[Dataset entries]
BEGIN
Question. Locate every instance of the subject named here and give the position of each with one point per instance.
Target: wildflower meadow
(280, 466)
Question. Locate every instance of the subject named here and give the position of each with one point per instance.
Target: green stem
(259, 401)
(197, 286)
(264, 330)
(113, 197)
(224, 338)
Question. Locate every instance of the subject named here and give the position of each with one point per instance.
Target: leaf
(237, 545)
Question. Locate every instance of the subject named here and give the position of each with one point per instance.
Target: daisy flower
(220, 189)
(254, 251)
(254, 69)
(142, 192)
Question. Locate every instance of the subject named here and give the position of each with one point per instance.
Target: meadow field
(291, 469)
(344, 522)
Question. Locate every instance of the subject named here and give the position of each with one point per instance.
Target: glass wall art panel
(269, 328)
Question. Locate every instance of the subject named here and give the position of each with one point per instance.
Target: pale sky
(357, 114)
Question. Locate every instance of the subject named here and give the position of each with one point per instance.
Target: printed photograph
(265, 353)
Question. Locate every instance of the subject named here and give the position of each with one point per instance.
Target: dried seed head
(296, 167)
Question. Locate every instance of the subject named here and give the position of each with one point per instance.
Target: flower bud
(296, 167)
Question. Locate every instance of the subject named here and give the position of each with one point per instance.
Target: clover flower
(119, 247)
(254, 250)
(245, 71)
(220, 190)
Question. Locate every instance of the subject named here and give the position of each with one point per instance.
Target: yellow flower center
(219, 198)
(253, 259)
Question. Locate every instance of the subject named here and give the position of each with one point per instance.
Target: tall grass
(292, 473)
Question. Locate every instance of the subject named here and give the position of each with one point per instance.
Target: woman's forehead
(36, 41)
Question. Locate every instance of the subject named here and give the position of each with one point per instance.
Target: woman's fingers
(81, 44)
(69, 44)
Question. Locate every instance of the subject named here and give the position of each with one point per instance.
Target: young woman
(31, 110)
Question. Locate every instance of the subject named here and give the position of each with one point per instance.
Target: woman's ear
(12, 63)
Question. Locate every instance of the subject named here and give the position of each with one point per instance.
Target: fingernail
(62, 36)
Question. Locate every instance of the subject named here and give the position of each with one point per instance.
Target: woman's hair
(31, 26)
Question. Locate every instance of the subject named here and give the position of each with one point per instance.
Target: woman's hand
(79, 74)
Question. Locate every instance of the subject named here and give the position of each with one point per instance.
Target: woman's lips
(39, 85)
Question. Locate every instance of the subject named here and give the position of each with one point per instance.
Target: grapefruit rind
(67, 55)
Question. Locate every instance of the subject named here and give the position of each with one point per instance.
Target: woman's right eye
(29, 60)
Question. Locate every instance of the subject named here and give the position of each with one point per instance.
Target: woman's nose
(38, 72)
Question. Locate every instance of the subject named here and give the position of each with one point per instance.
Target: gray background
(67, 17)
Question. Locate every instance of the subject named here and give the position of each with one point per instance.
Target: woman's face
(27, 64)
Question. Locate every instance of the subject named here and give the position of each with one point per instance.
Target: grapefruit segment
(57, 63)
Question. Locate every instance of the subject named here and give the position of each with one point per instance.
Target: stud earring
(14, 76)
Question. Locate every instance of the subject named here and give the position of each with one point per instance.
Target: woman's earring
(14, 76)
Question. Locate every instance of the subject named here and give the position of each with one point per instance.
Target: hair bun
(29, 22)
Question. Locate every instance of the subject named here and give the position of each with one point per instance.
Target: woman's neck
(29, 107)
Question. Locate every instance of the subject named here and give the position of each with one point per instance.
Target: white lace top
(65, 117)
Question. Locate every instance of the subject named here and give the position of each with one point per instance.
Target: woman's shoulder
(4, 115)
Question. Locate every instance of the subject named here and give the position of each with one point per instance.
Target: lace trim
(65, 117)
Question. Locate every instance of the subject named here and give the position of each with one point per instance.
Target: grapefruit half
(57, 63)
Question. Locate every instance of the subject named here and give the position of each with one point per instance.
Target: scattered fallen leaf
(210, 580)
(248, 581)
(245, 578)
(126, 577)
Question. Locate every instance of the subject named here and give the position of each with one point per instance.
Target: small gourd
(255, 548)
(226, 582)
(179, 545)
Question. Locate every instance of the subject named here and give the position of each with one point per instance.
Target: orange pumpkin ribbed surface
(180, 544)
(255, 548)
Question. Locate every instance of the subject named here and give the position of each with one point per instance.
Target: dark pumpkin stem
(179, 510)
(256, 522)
END
_Required work_
Your response must repeat the entries above exactly, in full.

_Solution to the problem_
Question. Locate every instance of the subject named here and give the position of each with one point per instance.
Target: wildflower meadow
(280, 466)
Question. Locate every instance of the subject named here and give the position of each with one point per instance.
Target: green stem
(259, 401)
(197, 286)
(264, 330)
(113, 197)
(224, 338)
Question. Locate every instance of the subject named here and give the position of each with one point per instance.
Target: leaf
(237, 545)
Question. Locate every instance of the subject named here and give the position of each with one point per instance.
Target: daisy flower
(220, 189)
(254, 251)
(254, 69)
(142, 192)
Question. Locate every instance of the subject named here and give the position of each with one point per instance.
Target: meadow field
(291, 469)
(344, 522)
Question. Locate every instance of the subject named here and give the position of each with one point per instance.
Target: glass wall art panel
(269, 328)
Question. Locate every instance of the subject named here and give the position of each with one point per instance.
Target: pale sky
(357, 114)
Question. Locate every instance of the subject named here and give the position of each with one point per instance.
Target: printed photograph
(265, 353)
Question. Locate every instance of the subject named here and give the position of each with one point per instance.
Target: dried seed head
(296, 167)
Question. Locate every instance of the subject named here and give the position of each with one point per instance.
Target: flower bud
(296, 167)
Question. Locate every instance of the subject named here and give the position of each with one point per instance.
Target: clover flower
(119, 247)
(254, 250)
(245, 71)
(220, 190)
Question. Locate every instance of the subject named here and give the position of each with one point per instance.
Target: yellow flower center
(219, 198)
(253, 259)
Question. Locate every instance of the subject named here and give the position of each with one point per instance.
Target: tall grass
(292, 473)
Question. Locate every instance of the subject named here and give the position of each with one point per instance.
Target: woman's forehead
(36, 41)
Question. Locate every instance of the subject named here and give the position of each with one point per instance.
Target: woman's fingers
(81, 44)
(69, 44)
Question. Locate every instance of the subject named here and give the position of each with one point per instance.
Target: young woman
(31, 110)
Question. Locate every instance of the subject named here and give the position of each with one point per instance.
Target: woman's ear
(12, 63)
Question. Locate every instance of the subject named here and give the position of each with one point per instance.
Target: fingernail
(62, 36)
Question. Locate every instance of the subject named here and give the position of each with one point per instance.
Target: woman's hair
(31, 26)
Question. Locate every instance of the subject named here and give the position of each with one point per instance.
Target: woman's hand
(79, 74)
Question. Locate every instance of the subject named here and give the position of each with one point per instance.
Target: woman's lips
(39, 85)
Question. Locate every instance of the subject named here and give the position of each with one point per instance.
Target: grapefruit rind
(67, 55)
Question. Locate every instance of the subject named here and give the position of each with one point per instance.
Target: woman's right eye
(29, 60)
Question. Locate every instance of the subject named here and give the position of each with one point per instance.
Target: woman's nose
(38, 72)
Question. Locate every instance of the subject named here and give the position of each with one point per instance.
Target: gray background
(67, 17)
Question. Locate every instance of the subject named here and give the position of each with one point per instance.
Target: woman's face
(27, 64)
Question. Locate every instance of the subject named here and give the position of each with one point per instance.
Target: grapefruit segment
(57, 63)
Question. Locate every instance of the subject named here and give the position of each with one point per instance.
Target: stud earring
(14, 76)
Question. Locate every instance of the subject named here and give the position of each with one point per instance.
Target: woman's earring
(14, 76)
Question. Locate every instance of the subject named here and give the position of each with one point per instance.
Target: hair bun
(29, 22)
Question. Locate every instance of the subject named here and give the position of each with one point per instance.
Target: woman's neck
(29, 107)
Question. Locate every instance of the subject named here and give the position of each with one point per instance.
Target: white lace top
(65, 117)
Question. Locate every instance of the subject named here and give the position of each with one point per instance.
Target: woman's shoulder
(4, 115)
Question. Locate every instance of the subject named here and give the position of each with one point per instance.
Target: lace trim
(65, 117)
Question. Locate every instance of the subject named here and give the position of each with one point per instance.
Target: grapefruit half
(57, 63)
Question. Locate every instance of the subject named here and give the position of each with one point per instance.
Target: scattered fallen leaf
(210, 580)
(248, 581)
(245, 578)
(126, 577)
Question. Locate every instance of the subject named here and give the position of each with one point per instance.
Target: small gourd
(255, 548)
(226, 582)
(179, 545)
Question. Locate every instance of the subject named here and give the position of each with one point per instance.
Target: orange pumpkin ribbed surface
(180, 544)
(255, 548)
Question. Locate every instance of the subject named here and give the position of each with one point per instance.
Target: dark pumpkin stem
(179, 510)
(256, 522)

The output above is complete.